▶ _EXERCISE DIRECTIONS_: Find "of the glass" in the material below, then copy that line and every subsequent line to the end, exactly.

╭──

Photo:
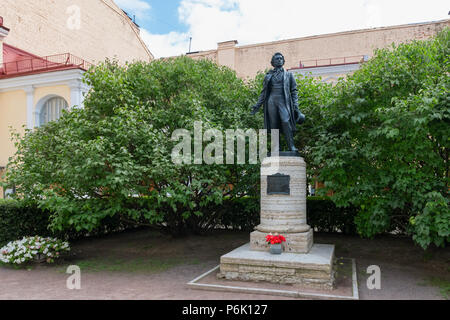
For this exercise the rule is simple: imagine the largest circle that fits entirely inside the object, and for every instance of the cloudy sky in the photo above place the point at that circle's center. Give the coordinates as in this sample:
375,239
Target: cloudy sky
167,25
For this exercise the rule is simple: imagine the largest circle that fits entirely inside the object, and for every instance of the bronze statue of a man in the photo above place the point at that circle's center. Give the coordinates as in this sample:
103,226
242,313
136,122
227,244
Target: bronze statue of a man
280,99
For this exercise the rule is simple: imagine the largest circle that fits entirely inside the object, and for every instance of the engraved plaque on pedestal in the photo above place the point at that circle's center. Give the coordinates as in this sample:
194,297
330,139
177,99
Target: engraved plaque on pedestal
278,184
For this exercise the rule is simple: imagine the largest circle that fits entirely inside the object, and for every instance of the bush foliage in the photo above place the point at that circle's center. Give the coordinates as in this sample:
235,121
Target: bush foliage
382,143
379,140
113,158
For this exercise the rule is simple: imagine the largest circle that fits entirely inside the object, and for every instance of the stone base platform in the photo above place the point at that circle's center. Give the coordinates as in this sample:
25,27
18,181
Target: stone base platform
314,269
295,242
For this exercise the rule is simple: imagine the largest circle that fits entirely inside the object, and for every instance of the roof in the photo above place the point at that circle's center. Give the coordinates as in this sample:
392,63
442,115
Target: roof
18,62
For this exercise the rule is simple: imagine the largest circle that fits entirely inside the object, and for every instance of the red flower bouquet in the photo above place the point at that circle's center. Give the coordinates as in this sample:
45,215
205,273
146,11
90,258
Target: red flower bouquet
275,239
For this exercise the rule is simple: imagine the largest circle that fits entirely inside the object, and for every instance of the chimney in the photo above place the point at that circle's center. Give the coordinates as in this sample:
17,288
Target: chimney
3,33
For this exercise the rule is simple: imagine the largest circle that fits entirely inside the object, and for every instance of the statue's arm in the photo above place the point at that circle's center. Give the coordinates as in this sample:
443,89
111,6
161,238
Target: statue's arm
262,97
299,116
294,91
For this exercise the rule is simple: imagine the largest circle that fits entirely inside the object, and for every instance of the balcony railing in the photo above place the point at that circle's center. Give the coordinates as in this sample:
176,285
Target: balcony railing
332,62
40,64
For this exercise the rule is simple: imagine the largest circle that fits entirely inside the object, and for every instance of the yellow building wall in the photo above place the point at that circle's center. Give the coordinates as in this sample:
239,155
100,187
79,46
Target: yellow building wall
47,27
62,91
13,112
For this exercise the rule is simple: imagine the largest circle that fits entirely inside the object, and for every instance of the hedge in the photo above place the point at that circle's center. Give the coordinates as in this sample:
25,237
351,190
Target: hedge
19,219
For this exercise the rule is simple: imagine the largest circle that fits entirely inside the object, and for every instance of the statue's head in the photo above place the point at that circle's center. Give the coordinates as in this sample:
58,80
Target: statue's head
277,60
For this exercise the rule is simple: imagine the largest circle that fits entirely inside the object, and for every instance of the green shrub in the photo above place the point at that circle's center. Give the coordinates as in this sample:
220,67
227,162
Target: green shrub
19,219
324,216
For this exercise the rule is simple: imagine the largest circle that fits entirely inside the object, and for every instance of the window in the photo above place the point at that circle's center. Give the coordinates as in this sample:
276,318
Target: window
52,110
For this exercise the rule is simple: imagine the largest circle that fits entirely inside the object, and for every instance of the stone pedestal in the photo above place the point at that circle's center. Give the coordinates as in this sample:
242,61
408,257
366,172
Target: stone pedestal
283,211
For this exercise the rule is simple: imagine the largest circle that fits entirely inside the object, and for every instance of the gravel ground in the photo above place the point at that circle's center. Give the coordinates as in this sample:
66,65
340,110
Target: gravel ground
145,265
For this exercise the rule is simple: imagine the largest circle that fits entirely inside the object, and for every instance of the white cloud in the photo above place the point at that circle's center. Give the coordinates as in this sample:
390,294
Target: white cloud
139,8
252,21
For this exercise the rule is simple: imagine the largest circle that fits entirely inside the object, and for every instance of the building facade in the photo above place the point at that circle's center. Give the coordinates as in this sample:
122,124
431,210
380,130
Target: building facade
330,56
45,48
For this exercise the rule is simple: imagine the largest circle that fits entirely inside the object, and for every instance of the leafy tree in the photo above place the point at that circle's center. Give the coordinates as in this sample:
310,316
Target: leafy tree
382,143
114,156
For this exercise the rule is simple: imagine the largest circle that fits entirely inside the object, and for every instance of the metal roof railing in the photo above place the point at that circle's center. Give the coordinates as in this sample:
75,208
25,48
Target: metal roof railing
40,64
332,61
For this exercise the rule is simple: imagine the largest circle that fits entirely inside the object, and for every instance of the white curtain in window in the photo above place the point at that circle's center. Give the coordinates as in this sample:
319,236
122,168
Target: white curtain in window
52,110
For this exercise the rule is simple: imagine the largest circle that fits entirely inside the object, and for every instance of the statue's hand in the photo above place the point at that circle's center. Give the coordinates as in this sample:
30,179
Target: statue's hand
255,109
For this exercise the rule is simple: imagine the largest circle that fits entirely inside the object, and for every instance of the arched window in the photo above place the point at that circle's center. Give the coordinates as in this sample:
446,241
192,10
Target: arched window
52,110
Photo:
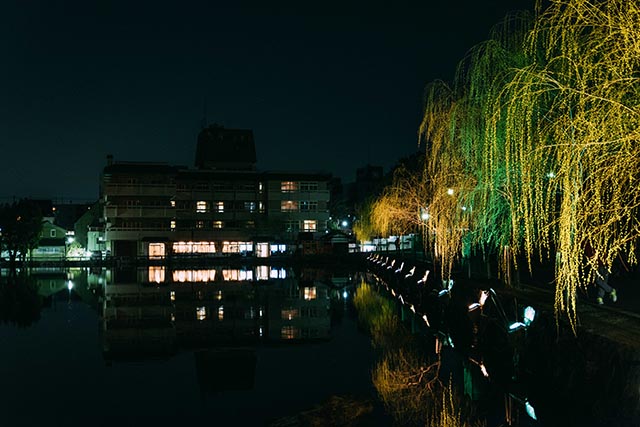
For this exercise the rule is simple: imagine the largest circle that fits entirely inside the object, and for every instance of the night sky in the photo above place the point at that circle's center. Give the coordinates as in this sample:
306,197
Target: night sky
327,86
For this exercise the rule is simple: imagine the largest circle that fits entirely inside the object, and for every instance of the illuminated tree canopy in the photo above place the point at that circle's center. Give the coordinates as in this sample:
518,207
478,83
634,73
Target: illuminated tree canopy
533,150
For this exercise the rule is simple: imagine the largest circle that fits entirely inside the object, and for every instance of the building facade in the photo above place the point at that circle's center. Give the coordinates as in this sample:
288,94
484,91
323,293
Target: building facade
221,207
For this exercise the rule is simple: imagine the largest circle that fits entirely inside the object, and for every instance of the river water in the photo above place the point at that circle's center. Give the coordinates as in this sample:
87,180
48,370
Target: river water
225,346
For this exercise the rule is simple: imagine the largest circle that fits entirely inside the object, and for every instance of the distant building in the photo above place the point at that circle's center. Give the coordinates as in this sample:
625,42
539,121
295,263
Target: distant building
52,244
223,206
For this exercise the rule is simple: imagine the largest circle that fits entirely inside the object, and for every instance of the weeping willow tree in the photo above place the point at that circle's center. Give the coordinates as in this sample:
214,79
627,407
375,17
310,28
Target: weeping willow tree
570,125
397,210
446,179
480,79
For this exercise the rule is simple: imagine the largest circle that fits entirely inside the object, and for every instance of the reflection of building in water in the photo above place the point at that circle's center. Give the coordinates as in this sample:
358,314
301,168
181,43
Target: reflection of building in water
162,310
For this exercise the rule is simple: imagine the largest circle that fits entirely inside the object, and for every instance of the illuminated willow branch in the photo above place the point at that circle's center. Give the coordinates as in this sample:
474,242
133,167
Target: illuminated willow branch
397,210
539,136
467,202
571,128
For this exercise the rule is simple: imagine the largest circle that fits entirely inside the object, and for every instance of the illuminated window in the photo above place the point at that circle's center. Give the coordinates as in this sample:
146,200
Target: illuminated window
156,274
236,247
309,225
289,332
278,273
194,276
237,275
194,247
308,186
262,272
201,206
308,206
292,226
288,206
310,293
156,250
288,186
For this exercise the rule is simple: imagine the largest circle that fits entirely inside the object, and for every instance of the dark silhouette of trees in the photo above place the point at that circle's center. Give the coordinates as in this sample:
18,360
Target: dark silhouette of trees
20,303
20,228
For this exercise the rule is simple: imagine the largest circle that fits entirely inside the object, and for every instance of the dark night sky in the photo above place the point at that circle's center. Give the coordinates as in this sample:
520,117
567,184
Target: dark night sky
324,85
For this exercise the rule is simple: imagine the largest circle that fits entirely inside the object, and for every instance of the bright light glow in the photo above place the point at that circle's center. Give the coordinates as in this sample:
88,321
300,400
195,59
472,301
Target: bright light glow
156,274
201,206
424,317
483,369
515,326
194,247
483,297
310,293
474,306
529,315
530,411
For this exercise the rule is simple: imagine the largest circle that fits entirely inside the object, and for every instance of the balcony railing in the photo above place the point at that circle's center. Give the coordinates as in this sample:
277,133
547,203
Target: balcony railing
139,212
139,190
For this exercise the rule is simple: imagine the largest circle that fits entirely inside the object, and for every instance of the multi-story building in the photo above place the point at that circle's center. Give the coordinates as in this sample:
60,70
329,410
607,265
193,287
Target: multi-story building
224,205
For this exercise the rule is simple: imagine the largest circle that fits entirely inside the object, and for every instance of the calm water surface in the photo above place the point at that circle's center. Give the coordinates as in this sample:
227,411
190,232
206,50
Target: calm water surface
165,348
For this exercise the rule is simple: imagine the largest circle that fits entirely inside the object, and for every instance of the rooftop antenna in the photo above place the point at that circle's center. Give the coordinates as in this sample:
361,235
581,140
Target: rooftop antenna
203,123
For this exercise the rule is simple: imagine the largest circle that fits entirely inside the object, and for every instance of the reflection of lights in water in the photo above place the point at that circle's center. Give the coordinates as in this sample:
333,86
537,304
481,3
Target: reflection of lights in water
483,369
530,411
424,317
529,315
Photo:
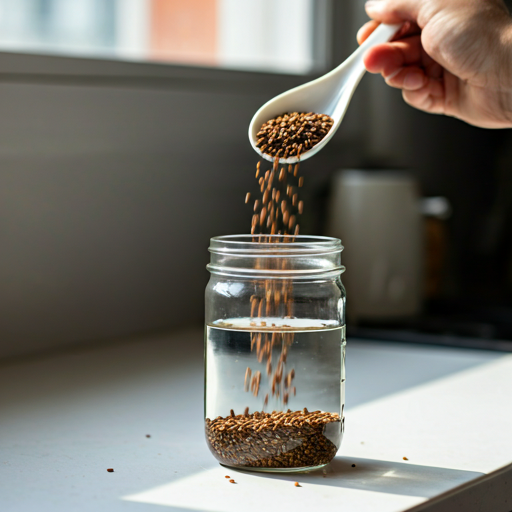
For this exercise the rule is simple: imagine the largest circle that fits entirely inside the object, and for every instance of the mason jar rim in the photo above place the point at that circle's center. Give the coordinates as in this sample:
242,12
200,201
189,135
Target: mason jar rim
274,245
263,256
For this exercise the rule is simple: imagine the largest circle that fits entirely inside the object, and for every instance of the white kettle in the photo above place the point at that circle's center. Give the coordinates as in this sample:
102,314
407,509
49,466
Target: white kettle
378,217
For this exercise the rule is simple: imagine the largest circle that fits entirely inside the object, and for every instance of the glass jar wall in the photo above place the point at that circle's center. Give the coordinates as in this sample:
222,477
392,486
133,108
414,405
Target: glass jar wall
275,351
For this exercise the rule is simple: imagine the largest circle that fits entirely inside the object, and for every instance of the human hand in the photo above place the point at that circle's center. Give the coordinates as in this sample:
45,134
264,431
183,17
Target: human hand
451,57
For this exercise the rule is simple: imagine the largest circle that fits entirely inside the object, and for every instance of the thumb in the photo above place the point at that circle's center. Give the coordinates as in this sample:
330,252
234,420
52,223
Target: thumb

╰──

▶ _EXERCISE OUTPUT_:
For this exercise the rule is simple: imagine the largest circle that fits entirely inside the object, and for every instance of the glass jar wall in the photo above place the point at that circle's center. Give the coordinates as in this sample:
222,477
392,486
133,108
414,405
Target: glass jar wall
275,351
For this exercise the rule is simple: imagine the largest circle that fits entirely inside the object, and for every instance of the human hand in the photo above place the point at that circle's center. Give the coordinates as in this sample:
45,134
264,431
183,17
Target: human hand
451,57
For this exercise the rule is simple: imagine the largest circle that fits entirely inside the object, and for every instance of the thumb in the photo above place the point at that circle's center. Give the coordinates as in this sample:
330,252
234,420
52,223
Target: thumb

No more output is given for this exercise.